> RECORDS SUPPLIED
= = =
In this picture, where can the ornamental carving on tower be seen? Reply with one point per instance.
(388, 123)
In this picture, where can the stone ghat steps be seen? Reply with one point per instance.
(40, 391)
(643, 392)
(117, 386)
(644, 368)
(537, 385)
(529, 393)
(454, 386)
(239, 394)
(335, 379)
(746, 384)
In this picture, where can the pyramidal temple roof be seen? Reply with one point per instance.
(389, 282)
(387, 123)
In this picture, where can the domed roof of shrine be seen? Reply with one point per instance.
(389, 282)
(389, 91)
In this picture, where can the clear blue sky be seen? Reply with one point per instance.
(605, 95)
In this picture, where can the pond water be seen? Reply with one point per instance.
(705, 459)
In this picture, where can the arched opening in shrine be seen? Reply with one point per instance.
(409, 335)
= = =
> STATED PROBLEM
Take the line with "In this picture, where can the stone" and all lines after it through the end of the records, and write them out exactly; include nothing else.

> CORRECT RESULT
In this picture, where can the stone ghat steps be seen? Reply with one point per instance.
(40, 391)
(643, 392)
(117, 386)
(644, 368)
(537, 385)
(529, 393)
(454, 386)
(239, 394)
(335, 379)
(746, 384)
In this picture, where can the pyramidal temple roof be seen? Reply with one point per instance.
(389, 282)
(387, 123)
In this picture, where can the domed roof of shrine be seen? Reply with one point per instance.
(389, 282)
(389, 91)
In this picture, where can the clear blue sky be seen? Reply with one point per instance.
(605, 95)
In this picture, where can the pond water be seen? Reply with one point per instance.
(705, 459)
In this picture, where can the arched opening in shrine be seen? Reply with one point per instance.
(409, 335)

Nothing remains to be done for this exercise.